PROBLEM DETAILS - Return each entry unchanged.

Saved data entries -
╭──

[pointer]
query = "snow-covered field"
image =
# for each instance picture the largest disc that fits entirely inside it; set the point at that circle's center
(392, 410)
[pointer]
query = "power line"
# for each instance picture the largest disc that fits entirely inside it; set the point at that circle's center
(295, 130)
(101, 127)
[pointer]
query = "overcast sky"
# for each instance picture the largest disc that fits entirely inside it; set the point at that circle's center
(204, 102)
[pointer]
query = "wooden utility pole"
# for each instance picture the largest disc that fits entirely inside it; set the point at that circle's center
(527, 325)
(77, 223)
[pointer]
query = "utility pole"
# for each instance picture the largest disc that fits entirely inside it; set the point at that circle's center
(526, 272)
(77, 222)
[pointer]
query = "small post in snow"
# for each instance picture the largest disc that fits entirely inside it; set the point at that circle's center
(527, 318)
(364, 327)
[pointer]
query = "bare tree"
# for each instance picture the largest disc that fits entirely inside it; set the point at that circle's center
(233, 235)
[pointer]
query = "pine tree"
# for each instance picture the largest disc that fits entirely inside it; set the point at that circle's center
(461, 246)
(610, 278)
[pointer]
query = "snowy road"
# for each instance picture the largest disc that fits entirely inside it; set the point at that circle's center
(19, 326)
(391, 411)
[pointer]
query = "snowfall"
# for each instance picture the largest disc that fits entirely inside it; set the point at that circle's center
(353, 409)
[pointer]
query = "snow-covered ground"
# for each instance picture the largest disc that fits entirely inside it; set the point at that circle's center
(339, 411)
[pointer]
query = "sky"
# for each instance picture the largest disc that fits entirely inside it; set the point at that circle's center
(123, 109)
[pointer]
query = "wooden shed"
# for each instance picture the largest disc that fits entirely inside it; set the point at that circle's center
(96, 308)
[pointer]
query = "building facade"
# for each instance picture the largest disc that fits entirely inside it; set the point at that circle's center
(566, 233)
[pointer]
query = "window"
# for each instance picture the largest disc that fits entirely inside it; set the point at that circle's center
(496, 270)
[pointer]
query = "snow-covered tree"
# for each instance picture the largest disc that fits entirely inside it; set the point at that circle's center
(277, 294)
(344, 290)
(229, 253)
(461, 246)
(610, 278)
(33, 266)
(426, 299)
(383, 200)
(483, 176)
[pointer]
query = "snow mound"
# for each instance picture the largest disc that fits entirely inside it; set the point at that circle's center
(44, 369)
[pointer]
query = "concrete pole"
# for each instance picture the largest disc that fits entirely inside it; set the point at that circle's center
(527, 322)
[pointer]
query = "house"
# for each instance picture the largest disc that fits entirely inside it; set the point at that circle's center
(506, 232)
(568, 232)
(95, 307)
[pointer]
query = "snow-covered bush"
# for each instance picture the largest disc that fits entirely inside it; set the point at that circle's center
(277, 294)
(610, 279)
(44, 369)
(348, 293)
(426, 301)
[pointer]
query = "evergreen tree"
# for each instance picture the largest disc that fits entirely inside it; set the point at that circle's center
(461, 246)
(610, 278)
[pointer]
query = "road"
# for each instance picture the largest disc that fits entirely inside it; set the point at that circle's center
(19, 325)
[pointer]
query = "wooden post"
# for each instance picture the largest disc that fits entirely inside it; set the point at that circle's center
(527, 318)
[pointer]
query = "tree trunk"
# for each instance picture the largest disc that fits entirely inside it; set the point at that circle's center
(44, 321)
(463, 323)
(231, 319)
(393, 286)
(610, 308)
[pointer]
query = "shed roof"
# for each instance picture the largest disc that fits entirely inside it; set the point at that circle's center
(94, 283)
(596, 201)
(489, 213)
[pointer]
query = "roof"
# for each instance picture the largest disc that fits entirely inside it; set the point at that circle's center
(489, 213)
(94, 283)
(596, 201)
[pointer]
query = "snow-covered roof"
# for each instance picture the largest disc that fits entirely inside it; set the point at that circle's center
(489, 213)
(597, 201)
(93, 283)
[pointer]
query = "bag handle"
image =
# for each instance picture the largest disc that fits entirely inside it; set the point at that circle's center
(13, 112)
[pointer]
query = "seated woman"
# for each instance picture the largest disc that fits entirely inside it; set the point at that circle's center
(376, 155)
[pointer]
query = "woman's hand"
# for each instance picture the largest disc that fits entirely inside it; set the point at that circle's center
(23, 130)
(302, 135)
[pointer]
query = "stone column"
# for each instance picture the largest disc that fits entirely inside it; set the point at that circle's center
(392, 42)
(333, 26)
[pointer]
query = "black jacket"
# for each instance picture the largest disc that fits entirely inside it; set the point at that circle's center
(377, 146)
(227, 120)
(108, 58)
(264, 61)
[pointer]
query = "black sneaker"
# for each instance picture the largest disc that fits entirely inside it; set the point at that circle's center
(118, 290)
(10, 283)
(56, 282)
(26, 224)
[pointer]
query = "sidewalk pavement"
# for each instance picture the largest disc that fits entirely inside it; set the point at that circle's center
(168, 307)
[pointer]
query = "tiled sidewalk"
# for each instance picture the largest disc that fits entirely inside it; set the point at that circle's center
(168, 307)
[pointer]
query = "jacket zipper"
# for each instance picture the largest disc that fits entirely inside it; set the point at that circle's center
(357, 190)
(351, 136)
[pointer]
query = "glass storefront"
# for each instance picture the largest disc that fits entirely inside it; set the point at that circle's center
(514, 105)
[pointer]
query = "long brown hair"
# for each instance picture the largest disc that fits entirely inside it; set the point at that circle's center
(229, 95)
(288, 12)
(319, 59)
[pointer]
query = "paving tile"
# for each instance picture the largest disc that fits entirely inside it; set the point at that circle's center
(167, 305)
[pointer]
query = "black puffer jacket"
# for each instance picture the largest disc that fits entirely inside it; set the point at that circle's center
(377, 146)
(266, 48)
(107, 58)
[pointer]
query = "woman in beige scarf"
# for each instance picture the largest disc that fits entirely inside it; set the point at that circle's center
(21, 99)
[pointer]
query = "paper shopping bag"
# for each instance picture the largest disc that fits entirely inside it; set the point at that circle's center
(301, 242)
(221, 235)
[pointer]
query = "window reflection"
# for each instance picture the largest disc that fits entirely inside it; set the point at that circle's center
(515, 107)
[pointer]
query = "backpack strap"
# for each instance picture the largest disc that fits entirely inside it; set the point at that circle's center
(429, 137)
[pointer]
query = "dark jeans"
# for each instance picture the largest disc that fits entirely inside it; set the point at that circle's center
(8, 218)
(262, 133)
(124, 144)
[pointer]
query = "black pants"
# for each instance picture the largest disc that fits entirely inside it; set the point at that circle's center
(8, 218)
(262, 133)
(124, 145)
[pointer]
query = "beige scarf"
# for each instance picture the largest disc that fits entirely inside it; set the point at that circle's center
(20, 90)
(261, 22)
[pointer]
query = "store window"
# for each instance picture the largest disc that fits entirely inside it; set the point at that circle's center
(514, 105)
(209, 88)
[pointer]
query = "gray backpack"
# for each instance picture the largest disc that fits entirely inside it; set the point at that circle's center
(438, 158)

╰──

SOLUTION -
[pointer]
query = "snow-covered field"
image =
# for each instance picture the largest disc that fits entirely inside it; set the point at that circle's center
(392, 410)
[pointer]
query = "power line"
# for each instance picture the largest disc that fits entirely inside it; set the point at that circle's center
(295, 130)
(101, 127)
[pointer]
query = "overcast sky"
# for each instance picture the largest disc that fits entirely inside it; set the point at that circle's center
(204, 102)
[pointer]
query = "wooden utility pole"
# for each instance picture the largest disc that fits entirely inside it; set the point at that circle's center
(527, 325)
(77, 223)
[pointer]
query = "utility pole"
# for each instance picture the largest disc that fits entirely inside it; set the point at that circle's center
(526, 272)
(77, 222)
[pointer]
query = "small post in snow"
# for each instance picture the largest disc that fits entirely inside it; set the point at that circle's center
(527, 318)
(364, 327)
[pointer]
query = "bare tree"
# for each instance picture the largest disc that fits entirely inside it; set the point at that circle's center
(233, 235)
[pointer]
query = "pine tree"
# for each instance picture the largest disc that fits entirely inside it; set the point at that circle's center
(461, 246)
(610, 278)
[pointer]
query = "snowy road"
# for each instance picture the largest disc that fits entirely inside it; set the point at that circle's center
(19, 326)
(391, 411)
[pointer]
query = "snowfall"
# for each instance picture the largest disc that fits entirely inside it; set the point at that circle's center
(353, 409)
[pointer]
query = "snow-covered ground"
# for each instance picture the largest disc that fits entirely inside it; set the point at that circle's center
(339, 411)
[pointer]
query = "sky"
# for each instance picture the largest disc that fits entirely inside it; set the point at that circle's center
(123, 109)
[pointer]
query = "wooden shed"
# for each instance picture the largest disc that fits entirely inside it; set the point at that circle's center
(96, 308)
[pointer]
query = "building facade"
# for each instance picture the largest disc that fits entirely inside it; set the point at that circle's center
(566, 233)
[pointer]
query = "window"
# for each instance picture the largest disc that fits entirely inside it; set the point at that circle's center
(496, 270)
[pointer]
query = "snow-covered tree"
# for each instance picture the largest disc that fits entirely inside it; set the point at that circle's center
(277, 294)
(344, 290)
(229, 253)
(461, 246)
(610, 278)
(33, 266)
(426, 299)
(383, 200)
(483, 176)
[pointer]
query = "snow mound"
# for each instance picture the largest disc that fits entirely inside it; set the point at that circle's center
(44, 369)
[pointer]
query = "concrete pole"
# for each instance picture the largest disc that fits entirely inside it; set the point at that circle's center
(527, 322)
[pointer]
query = "house"
# for each instance picture the largest disc that fits entirely inside it; set the point at that circle's center
(506, 232)
(568, 232)
(95, 307)
[pointer]
query = "snow-covered bush"
# for each instance picture the largest disc that fits entirely inside it; set the point at that circle's center
(277, 294)
(610, 279)
(44, 369)
(348, 293)
(426, 301)
[pointer]
query = "evergreen tree"
# for each instance picture the largest disc that fits entirely inside it; set the point at that circle's center
(461, 246)
(610, 278)
[pointer]
query = "road"
# for each instance picture the largest disc that fits entirely inside it; set the point at that circle's center
(19, 325)
[pointer]
query = "wooden post"
# for each instance picture the largest disc that fits entirely inside it; set the point at that circle's center
(527, 318)
[pointer]
query = "tree trunk"
# for each instance picture the largest disc that fits entirely inside it; set the point at that circle's center
(44, 321)
(463, 323)
(231, 319)
(393, 286)
(610, 308)
[pointer]
query = "shed roof"
# for each instance picture the largest disc that fits entirely inside it; set the point at that circle's center
(94, 283)
(596, 201)
(489, 213)
[pointer]
query = "roof"
# for each instance picture the largest disc that fits entirely inside it; set the point at that circle's center
(489, 213)
(94, 283)
(596, 201)
[pointer]
query = "snow-covered roof"
# for each instance picture the largest disc that fits entirely inside it; set the point at that circle's center
(489, 213)
(597, 201)
(93, 283)
[pointer]
query = "bag handle"
image =
# for each instance picture the largest disc that fits entirely inside it; set the point at that circle's center
(13, 112)
[pointer]
query = "seated woman"
# for each instance picture the largest disc that fits entirely inside it; set the point at that circle's center
(376, 155)
[pointer]
query = "woman's hand"
# for each instance picture the largest disc that fits entirely inside it; set the point at that circle's center
(23, 130)
(302, 135)
[pointer]
query = "stone column"
# for each instance picture the largest disc that fits entirely inside it; set the point at that circle's center
(392, 42)
(333, 26)
[pointer]
query = "black jacket"
# for each instance picture the largest disc that fits entirely inside it; set the point at that circle's center
(377, 146)
(227, 120)
(108, 58)
(264, 61)
[pointer]
query = "black sneaker"
# for each instance picture the largest disc that fits entirely inside it; set the point at that circle's center
(118, 290)
(10, 283)
(56, 282)
(26, 224)
[pointer]
query = "sidewalk pavement"
# for each instance picture the largest disc that fits entirely inside it; set the point at that circle's center
(168, 307)
[pointer]
query = "tiled sidewalk"
# for each instance picture the largest disc that fits entirely inside it; set the point at that circle's center
(168, 307)
[pointer]
query = "jacket zipper"
# for each instance picture the largest disc that fits entirely inside it; set the point at that circle's center
(357, 190)
(351, 136)
[pointer]
query = "glass storefront"
# for each instance picture the largest disc that fits entirely inside it; set the point at that circle's center
(514, 105)
[pointer]
query = "long brown hair"
# for each instance picture the largest disc that fits entirely inside it; set the point at that circle's center
(229, 95)
(288, 12)
(319, 59)
[pointer]
query = "paving tile"
# for each instance picture the largest disc that fits entirely inside it; set the point at that circle's center
(167, 305)
[pointer]
query = "black puffer jacket"
# for each instance picture the largest disc that fits entirely inside it; set the point at that circle's center
(377, 146)
(266, 48)
(107, 58)
[pointer]
query = "woman in beige scarf"
# for each instance picture the largest disc that fits entirely inside it; set the point at that circle's center
(21, 99)
[pointer]
query = "paper shopping bag"
# for each instance picture the largest disc that fits entirely inside it; set the point at that circle's center
(301, 242)
(221, 235)
[pointer]
query = "window reflection"
# for each instance picture the largest disc that fits entirely inside it; set the point at that circle's center
(515, 107)
[pointer]
query = "backpack strap"
# for each instance picture the largest disc that fits entirely inside it; set the point at that circle's center
(429, 137)
[pointer]
query = "dark jeans"
# for each instance picture the largest disc that fits entirely inside it; set the point at that circle's center
(8, 218)
(262, 133)
(124, 144)
[pointer]
query = "black pants"
# for each instance picture the largest disc that fits entirely inside it; set the point at that circle's center
(8, 218)
(262, 133)
(124, 145)
[pointer]
query = "beige scarf"
# for each instance picture the largest disc that fits entirely inside it; set the point at that circle's center
(20, 90)
(261, 22)
[pointer]
query = "store window"
# for each instance picture the largest disc that fits entirely inside it; set the point at that circle's center
(514, 105)
(209, 88)
[pointer]
query = "gray backpack"
# for each instance picture the largest disc that fits entirely inside it; set the point at that circle's center
(438, 158)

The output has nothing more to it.